── Data for processing ──

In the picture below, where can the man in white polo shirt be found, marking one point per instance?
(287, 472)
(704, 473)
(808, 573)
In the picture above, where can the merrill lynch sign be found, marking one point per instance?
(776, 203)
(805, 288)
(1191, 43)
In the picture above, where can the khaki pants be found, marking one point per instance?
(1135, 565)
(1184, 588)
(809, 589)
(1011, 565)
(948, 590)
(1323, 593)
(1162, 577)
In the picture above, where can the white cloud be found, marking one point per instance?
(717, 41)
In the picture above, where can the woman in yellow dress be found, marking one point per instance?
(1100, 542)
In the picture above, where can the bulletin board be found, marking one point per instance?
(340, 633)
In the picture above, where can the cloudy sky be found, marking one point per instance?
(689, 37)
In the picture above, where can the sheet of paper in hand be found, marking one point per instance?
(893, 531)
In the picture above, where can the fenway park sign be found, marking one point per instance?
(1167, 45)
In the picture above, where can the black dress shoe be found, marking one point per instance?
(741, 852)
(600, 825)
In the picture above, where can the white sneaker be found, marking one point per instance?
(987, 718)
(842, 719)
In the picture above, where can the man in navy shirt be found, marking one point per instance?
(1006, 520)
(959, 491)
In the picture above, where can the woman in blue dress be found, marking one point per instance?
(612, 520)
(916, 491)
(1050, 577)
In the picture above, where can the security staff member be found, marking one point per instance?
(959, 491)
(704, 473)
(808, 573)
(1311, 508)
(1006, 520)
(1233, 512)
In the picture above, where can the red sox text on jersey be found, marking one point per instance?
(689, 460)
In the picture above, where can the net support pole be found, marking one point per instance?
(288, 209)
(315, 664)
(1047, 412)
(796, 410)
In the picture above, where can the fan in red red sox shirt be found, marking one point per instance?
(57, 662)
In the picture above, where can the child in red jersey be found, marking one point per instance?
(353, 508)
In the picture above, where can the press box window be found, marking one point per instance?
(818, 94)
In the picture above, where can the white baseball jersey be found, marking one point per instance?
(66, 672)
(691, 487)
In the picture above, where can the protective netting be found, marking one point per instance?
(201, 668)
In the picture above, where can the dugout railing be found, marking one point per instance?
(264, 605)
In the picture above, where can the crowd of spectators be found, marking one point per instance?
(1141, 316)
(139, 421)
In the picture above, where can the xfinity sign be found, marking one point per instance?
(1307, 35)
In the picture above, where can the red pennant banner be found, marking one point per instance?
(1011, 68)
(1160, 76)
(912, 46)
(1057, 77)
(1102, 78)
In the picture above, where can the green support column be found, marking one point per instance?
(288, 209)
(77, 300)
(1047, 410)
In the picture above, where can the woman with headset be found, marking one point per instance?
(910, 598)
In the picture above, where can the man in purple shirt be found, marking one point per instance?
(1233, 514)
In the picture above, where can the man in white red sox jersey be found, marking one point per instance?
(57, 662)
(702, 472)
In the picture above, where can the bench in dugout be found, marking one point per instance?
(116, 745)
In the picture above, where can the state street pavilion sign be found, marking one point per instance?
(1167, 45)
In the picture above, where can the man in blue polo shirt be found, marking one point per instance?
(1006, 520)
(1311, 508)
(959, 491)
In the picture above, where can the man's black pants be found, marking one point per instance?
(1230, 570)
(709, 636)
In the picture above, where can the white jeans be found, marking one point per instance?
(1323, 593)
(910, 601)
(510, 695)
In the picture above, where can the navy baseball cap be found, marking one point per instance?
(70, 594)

───

Stated exercise:
Nothing but the lines from the one with "In the picture above, where can the xfinity" through the end of the data above should be repeated, each exactly as it stands.

Output of the task:
In the picture above, where can the xfinity sign be found, marking one point per instance?
(1307, 35)
In the picture above, where can the red pennant banner be found, marking one point per instance?
(1011, 68)
(1160, 76)
(912, 46)
(1057, 77)
(1102, 78)
In the picture above, where can the green support column be found, marking one point per instance?
(288, 209)
(77, 300)
(1047, 410)
In the picture above, where can the woman with headset be found, marking one point per instance?
(910, 598)
In the picture above, where can the man in purple shirt be found, marking one point per instance?
(1233, 514)
In the picture above, where can the man in white red sox jersey be found, marking one point per instance?
(57, 662)
(702, 472)
In the picture above, where can the bench in dugout be found, marking one point per instance?
(116, 745)
In the picture above, where can the state street pavilion sign be found, marking one point per instance?
(1167, 45)
In the picture above, where can the man in blue polo shirt be found, marking one point per instance?
(1006, 520)
(1311, 508)
(959, 491)
In the picture above, where can the man's black pants be found, marking one point per instance?
(1230, 570)
(709, 636)
In the picture above, where can the white jeans be found, marking one point per instance?
(1323, 593)
(910, 601)
(510, 695)
In the picture above, where can the navy baseball cap be found, marking one point per instance?
(70, 594)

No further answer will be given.